__Direction 1__. In the passage on mob mentality, could you rewrite the part between "The horrible thing" and "1949, Chap. 1)", inclusive, substituting "blowtorch" for "blowlamp"?
__Direction 2__. Can you continue the passage on mob mentality from where it stops?

__Passage provided__.

* Begin *

If representatives of research and higher education in general, and in particular, those self-appointed guardians of Veritas, the philosophers, fall into a mob mentality of alarm, agitation and acrimony rather than liberality, curiosity and interest toward opinions, ideas or traditions that are different, alien, or foreign to them, then they unwittingly, and surely unwillingly, are part of the post-truth atmosphere of mistrust and self-delusion which they are at such great pains to dispel. For let us not forget what a powerful force a clearly focused common object of hate is:

The horrible thing about the Two Minutes Hate was not that one was obliged to act a part, but that it was impossible to avoid joining in. Within thirty seconds any pretence was always unnecessary. A hideous ecstasy of fear and vindictiveness […] seemed to flow through the whole group of people like an electric current, turning one even against one's will into a grimacing, screaming lunatic. And yet the rage that one felt was an abstract, undirected emotion which could be switched from one object to another like the flame of a blowlamp. (Orwell 1949, Chap. 1)

* End *

__Data records__.
* Begin *

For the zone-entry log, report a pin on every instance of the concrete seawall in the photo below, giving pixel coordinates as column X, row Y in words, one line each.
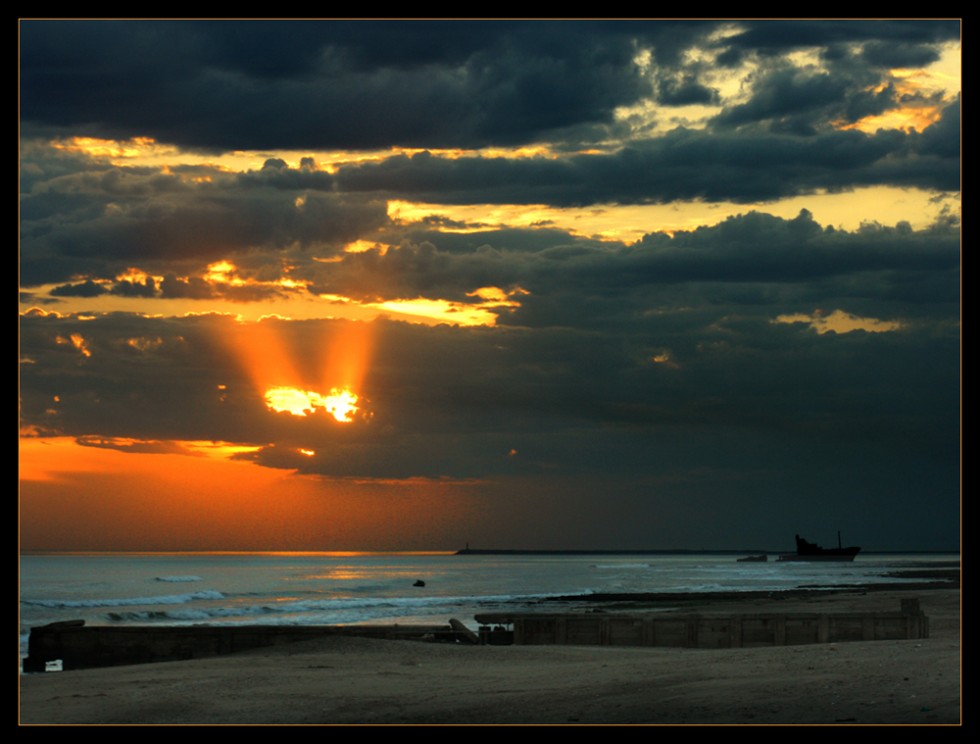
column 78, row 646
column 704, row 630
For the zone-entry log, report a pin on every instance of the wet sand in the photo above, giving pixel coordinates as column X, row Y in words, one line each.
column 361, row 681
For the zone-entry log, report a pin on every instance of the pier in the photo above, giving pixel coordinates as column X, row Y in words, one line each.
column 80, row 646
column 714, row 630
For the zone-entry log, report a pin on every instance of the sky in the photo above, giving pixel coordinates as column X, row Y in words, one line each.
column 411, row 285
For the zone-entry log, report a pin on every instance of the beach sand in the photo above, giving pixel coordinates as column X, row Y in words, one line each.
column 361, row 681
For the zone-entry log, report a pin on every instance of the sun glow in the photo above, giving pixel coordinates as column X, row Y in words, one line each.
column 341, row 403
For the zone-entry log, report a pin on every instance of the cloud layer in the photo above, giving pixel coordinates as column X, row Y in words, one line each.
column 176, row 173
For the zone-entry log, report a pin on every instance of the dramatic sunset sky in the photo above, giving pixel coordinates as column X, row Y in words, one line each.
column 408, row 285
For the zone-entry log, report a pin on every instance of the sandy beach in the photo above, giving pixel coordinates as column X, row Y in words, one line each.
column 360, row 681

* End *

__Answer 1__.
The horrible thing about the Two Minutes Hate was not that one was obliged to act a part, but that it was impossible to avoid joining in. Within thirty seconds any pretence was always unnecessary. A hideous ecstasy of fear and vindictiveness […] seemed to flow through the whole group of people like an electric current, turning one even against one's will into a grimacing, screaming lunatic. And yet the rage that one felt was an abstract, undirected emotion which could be switched from one object to another like the flame of a blowtorch. (Orwell 1949, Chap. 1)

__Answer 2__.
The idea that mastery of certain formal methods of extremely limited application in the real world can inoculate one from the conventionalism, sadism, and provincialism of group-thinking is a dangerous illusion, especially for intellectuals. We should be wary of those who are already sure they know what the Truth is; so well, in fact, that they are satisfied to reject dissenting opinions emphatically, with or without good arguments.